== Exercise objective ==
Please write out the line containing "Can you spot the cd" and each line after it through the end of the data, exactly, and nothing else.

== Segment start ==

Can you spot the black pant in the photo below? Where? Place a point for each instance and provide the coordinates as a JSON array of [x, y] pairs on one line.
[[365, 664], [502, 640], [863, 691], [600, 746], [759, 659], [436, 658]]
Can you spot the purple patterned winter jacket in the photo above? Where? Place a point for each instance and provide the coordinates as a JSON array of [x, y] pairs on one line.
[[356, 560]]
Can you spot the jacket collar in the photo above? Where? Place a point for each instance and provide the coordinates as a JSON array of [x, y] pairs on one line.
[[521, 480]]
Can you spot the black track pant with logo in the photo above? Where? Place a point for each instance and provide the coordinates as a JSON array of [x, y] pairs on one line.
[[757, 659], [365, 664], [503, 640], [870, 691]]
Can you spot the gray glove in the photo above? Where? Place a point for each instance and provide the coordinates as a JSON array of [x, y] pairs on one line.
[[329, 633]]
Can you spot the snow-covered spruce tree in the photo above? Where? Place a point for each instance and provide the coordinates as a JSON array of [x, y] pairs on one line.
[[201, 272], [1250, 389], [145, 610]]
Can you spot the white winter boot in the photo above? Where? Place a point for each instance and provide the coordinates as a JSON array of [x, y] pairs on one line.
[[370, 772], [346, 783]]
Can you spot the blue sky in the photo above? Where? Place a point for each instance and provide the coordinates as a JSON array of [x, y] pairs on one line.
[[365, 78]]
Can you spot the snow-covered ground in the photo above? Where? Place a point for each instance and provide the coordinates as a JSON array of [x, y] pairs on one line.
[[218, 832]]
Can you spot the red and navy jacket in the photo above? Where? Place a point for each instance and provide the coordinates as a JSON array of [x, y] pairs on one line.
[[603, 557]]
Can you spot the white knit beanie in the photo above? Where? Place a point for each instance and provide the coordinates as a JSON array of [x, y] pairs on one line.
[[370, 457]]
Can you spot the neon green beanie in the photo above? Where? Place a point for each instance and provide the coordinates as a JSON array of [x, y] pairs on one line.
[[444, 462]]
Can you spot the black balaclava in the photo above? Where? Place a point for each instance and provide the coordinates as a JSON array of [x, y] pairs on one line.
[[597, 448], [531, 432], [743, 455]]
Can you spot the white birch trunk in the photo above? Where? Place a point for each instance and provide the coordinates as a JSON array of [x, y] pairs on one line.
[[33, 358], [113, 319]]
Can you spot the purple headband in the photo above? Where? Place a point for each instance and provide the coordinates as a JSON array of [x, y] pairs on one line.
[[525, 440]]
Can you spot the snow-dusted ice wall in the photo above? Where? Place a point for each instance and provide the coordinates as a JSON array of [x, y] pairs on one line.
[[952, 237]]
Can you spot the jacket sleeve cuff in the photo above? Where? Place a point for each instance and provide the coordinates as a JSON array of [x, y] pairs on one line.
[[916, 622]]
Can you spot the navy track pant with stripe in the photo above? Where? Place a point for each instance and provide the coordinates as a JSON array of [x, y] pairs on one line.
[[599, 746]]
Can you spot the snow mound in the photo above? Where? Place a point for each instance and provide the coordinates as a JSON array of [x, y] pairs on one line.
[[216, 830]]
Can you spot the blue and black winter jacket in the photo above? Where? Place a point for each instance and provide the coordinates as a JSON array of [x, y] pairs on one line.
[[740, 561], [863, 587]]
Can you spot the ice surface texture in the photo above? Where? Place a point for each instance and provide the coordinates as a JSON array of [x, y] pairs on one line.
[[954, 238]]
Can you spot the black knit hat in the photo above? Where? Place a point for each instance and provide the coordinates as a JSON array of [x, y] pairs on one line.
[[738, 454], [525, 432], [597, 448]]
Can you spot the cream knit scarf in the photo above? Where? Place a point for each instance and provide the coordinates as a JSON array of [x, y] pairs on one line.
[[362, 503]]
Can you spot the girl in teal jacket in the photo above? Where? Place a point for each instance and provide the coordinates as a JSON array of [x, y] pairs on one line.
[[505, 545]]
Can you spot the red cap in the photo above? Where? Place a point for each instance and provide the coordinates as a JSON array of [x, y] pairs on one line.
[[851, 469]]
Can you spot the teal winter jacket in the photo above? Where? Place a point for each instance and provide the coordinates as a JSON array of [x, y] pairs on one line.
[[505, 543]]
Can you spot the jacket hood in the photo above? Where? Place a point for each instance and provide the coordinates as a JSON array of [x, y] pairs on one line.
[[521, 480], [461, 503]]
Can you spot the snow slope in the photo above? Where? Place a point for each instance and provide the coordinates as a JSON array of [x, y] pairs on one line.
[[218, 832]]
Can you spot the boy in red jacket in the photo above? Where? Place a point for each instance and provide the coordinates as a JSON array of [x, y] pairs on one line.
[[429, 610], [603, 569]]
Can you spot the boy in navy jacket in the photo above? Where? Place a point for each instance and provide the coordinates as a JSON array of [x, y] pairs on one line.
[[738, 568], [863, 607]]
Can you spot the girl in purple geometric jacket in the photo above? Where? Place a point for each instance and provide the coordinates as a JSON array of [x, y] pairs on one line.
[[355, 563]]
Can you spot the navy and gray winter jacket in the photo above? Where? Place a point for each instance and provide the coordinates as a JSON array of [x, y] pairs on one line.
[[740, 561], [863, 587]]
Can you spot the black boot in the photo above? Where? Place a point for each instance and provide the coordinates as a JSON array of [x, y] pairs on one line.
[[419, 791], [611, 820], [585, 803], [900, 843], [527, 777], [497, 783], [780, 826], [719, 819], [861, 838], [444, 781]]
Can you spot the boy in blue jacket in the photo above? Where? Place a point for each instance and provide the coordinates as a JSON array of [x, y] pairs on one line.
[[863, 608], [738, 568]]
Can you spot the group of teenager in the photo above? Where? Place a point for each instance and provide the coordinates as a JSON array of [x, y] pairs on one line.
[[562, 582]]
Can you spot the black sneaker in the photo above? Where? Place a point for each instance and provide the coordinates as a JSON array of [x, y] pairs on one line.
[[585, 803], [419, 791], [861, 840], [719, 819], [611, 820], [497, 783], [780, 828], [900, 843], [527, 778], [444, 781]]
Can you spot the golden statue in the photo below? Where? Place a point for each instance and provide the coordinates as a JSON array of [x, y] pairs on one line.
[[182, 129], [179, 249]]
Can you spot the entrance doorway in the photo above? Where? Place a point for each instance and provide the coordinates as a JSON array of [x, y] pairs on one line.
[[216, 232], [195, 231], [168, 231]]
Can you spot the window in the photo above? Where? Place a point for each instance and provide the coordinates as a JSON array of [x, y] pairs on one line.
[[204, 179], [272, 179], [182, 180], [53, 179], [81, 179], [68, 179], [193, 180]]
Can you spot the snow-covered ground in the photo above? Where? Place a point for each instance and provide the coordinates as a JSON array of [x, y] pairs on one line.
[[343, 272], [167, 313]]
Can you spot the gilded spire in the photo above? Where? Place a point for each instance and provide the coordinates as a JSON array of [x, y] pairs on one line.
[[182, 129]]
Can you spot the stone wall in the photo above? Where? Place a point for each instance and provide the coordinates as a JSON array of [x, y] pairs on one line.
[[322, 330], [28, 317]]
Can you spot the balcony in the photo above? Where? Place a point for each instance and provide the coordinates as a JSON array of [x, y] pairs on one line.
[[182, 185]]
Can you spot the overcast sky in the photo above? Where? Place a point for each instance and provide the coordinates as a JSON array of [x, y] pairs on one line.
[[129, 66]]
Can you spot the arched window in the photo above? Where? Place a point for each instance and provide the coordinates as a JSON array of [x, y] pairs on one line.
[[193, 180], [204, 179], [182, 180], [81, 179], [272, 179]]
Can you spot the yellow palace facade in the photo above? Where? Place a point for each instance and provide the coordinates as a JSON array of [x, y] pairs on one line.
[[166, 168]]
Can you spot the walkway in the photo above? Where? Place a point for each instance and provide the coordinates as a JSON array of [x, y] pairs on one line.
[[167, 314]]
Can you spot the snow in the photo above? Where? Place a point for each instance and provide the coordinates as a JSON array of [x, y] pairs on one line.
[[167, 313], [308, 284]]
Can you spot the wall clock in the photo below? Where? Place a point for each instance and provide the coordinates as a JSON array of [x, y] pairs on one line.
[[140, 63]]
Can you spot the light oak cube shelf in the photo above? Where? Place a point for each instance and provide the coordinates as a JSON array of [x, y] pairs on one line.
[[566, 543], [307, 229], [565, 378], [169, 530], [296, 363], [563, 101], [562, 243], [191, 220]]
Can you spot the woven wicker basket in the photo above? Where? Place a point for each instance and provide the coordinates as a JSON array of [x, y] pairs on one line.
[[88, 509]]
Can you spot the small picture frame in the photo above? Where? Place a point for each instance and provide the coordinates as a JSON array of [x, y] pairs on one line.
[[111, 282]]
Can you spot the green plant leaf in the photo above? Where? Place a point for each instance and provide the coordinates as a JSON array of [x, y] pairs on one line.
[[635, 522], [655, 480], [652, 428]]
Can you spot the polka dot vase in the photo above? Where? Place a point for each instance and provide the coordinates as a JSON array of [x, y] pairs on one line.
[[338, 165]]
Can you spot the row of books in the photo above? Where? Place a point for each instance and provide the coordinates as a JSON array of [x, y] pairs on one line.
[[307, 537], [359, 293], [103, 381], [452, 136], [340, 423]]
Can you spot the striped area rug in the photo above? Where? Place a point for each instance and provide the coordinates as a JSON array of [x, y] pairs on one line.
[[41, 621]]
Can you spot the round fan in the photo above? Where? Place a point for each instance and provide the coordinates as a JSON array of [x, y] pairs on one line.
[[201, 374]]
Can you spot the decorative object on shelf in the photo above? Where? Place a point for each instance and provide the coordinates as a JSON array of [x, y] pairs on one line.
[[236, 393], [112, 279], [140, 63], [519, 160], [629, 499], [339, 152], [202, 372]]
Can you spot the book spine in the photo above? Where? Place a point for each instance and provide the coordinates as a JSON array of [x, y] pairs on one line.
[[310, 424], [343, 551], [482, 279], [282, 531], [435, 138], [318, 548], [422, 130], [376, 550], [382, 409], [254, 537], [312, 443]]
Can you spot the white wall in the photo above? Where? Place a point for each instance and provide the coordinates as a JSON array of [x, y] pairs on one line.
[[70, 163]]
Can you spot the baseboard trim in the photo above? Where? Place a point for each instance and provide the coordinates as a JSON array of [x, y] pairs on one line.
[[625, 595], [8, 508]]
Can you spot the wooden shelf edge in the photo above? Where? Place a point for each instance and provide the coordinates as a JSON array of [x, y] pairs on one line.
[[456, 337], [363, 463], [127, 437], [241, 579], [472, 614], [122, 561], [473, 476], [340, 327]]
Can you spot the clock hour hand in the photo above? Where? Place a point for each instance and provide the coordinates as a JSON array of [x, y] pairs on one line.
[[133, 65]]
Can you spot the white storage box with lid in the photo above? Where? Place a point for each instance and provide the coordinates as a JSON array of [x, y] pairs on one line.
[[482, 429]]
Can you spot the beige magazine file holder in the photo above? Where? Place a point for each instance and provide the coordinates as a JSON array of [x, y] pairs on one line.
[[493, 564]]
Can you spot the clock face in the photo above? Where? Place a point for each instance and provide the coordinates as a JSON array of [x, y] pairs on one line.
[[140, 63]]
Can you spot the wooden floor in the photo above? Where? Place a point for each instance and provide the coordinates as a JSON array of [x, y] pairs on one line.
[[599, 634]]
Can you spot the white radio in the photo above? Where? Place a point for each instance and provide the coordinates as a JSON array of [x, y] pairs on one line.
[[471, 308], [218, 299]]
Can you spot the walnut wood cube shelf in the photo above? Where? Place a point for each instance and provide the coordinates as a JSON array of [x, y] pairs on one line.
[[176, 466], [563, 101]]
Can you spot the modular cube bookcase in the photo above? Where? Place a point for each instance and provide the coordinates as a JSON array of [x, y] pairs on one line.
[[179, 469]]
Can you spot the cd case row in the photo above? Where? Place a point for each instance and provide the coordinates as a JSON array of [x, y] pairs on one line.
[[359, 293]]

== Segment end ==

== Response to this task ==
Can you spot the cd case row in the photo above? Where? Place a point for each instance and provide the coordinates as a JSON array of [x, y] pairs on one line.
[[359, 293]]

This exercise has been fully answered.